• Problem details:
Your task is to print each record exactly as it reads.

━━━ Data ━━━

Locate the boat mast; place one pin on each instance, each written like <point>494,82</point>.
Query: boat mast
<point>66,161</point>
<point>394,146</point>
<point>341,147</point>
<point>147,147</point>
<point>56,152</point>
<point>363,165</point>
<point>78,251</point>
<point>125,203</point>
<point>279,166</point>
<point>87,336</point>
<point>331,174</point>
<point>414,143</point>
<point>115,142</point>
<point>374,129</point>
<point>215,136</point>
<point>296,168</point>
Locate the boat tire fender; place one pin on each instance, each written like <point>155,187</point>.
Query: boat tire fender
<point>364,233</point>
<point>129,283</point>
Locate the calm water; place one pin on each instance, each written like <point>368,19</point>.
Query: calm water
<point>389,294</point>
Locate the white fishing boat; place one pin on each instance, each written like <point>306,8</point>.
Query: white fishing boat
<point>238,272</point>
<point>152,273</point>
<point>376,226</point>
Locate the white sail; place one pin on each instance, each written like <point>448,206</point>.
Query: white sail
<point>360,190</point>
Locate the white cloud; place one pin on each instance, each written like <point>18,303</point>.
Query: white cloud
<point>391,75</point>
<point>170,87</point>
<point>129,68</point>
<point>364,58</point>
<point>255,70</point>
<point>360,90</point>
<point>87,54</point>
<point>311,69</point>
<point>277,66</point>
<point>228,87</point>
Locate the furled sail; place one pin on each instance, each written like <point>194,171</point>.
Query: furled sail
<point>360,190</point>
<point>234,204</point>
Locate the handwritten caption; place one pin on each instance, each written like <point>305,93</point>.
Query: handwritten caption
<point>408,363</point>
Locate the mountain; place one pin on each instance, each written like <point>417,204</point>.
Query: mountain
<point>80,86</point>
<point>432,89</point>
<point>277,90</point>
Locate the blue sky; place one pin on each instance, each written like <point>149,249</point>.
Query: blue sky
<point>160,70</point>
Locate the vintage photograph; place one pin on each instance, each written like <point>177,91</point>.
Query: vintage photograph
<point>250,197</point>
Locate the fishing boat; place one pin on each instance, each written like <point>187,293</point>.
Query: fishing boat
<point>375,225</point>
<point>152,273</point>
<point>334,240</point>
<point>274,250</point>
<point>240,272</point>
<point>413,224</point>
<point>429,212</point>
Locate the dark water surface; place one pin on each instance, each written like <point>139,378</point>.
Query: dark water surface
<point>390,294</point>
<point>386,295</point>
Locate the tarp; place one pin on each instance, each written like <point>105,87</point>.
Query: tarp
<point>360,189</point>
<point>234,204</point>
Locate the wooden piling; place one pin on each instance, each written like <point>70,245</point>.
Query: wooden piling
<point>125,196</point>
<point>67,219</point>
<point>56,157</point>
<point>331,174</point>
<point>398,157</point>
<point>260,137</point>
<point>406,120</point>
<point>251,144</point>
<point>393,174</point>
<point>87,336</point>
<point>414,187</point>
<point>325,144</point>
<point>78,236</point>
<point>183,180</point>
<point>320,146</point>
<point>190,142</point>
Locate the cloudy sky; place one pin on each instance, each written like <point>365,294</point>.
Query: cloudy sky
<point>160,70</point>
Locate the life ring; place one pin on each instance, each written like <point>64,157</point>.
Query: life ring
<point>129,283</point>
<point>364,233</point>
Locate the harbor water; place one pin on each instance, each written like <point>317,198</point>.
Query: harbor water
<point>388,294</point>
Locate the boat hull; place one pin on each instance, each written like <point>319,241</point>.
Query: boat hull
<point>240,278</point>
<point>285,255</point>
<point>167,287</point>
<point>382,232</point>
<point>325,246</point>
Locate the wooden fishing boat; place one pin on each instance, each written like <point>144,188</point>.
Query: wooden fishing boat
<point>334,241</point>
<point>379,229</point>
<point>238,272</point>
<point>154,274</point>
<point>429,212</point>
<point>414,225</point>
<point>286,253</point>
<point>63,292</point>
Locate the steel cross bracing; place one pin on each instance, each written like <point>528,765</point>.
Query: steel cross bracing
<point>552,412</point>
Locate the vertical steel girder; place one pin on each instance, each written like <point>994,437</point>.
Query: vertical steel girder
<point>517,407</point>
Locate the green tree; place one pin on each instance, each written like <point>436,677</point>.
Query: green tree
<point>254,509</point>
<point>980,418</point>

━━━

• Solution:
Locate the boat mast; place one pin on each instance, each written like <point>494,82</point>.
Query: boat mast
<point>66,161</point>
<point>394,146</point>
<point>341,147</point>
<point>147,147</point>
<point>56,152</point>
<point>363,165</point>
<point>78,251</point>
<point>125,203</point>
<point>279,166</point>
<point>87,336</point>
<point>331,174</point>
<point>414,143</point>
<point>115,142</point>
<point>374,129</point>
<point>215,136</point>
<point>296,168</point>
Locate the boat tire fender; place one pin on each instance, each written like <point>155,187</point>.
Query: boat tire fender
<point>364,233</point>
<point>129,283</point>
Locate the calm water; place one pin on each instance, each written like <point>368,19</point>.
Query: calm water
<point>389,294</point>
Locate the white fishing boat; place one pin on each instance, each written like <point>306,8</point>.
Query: white fishing boat
<point>238,272</point>
<point>152,273</point>
<point>376,226</point>
Locate the white sail; place one pin on each instance, each written like <point>448,206</point>.
Query: white sail
<point>360,190</point>
Locate the white cloud; place one pin on each instance, each written like <point>18,303</point>.
Query: white cloud
<point>391,75</point>
<point>170,87</point>
<point>129,68</point>
<point>364,58</point>
<point>255,70</point>
<point>360,90</point>
<point>87,54</point>
<point>311,69</point>
<point>277,66</point>
<point>228,87</point>
Locate the furled sail; place one pin on each instance, each written like <point>194,171</point>.
Query: furled sail
<point>360,190</point>
<point>234,204</point>
Locate the handwritten caption; place one pin on each instance, each written like <point>305,93</point>.
Query: handwritten caption
<point>408,363</point>
Locate the mountain; place one pin on each instance, each written like <point>417,204</point>.
Query: mountain
<point>80,86</point>
<point>432,89</point>
<point>277,90</point>
Locate the blue sky; place one pin on each instance, each written like <point>149,249</point>.
Query: blue sky
<point>160,70</point>
Locate the vintage photograph; place one pin on each instance, each written like <point>177,91</point>.
Query: vintage photograph
<point>250,197</point>
Locate the fishing boat; place one pin on each instance, each written like <point>187,293</point>.
Query: fishing boat
<point>375,225</point>
<point>152,273</point>
<point>334,240</point>
<point>274,250</point>
<point>240,272</point>
<point>413,224</point>
<point>429,212</point>
Locate the dark water surface; place one pin on each instance, each written like <point>139,378</point>.
Query: dark water surface
<point>390,294</point>
<point>386,295</point>
Locate the tarp; place one pin on each instance, each written like <point>105,87</point>.
Query: tarp
<point>360,189</point>
<point>234,204</point>
Locate the wooden piling; place one pin on each instance, each written like <point>70,245</point>.
Query: wooden piling
<point>125,196</point>
<point>67,219</point>
<point>56,157</point>
<point>331,174</point>
<point>398,157</point>
<point>260,137</point>
<point>406,120</point>
<point>251,144</point>
<point>393,174</point>
<point>87,336</point>
<point>414,187</point>
<point>325,144</point>
<point>78,236</point>
<point>183,180</point>
<point>320,146</point>
<point>190,142</point>
Locate the cloudy sky; place one pin on each instance, each written like <point>365,294</point>.
Query: cloudy sky
<point>160,70</point>
Locate the life ring; place one pin on each instance, each written like <point>64,157</point>.
Query: life ring
<point>129,283</point>
<point>364,233</point>
Locate the harbor water; place one pin on each instance, each written like <point>317,198</point>.
Query: harbor water
<point>388,294</point>
Locate the boat hull; place one pin on each instance, each written like <point>319,241</point>.
Query: boat hull
<point>240,278</point>
<point>285,255</point>
<point>167,287</point>
<point>382,232</point>
<point>325,246</point>
Locate the wooden fishing boat; place one pin on each instance, each written like <point>144,188</point>.
Query: wooden fishing boat
<point>334,241</point>
<point>379,229</point>
<point>238,272</point>
<point>154,274</point>
<point>429,212</point>
<point>414,225</point>
<point>286,253</point>
<point>63,292</point>
Locate the steel cross bracing; place one pin on each instance, each written like <point>528,765</point>.
Query: steel cross bracing
<point>552,412</point>
Locate the vertical steel girder; place one pin on each instance, each written like <point>994,437</point>.
Query: vertical steel girder
<point>517,407</point>
Locate the green tree; place one pin on each instance, each written like <point>436,677</point>.
Query: green tree
<point>254,509</point>
<point>980,418</point>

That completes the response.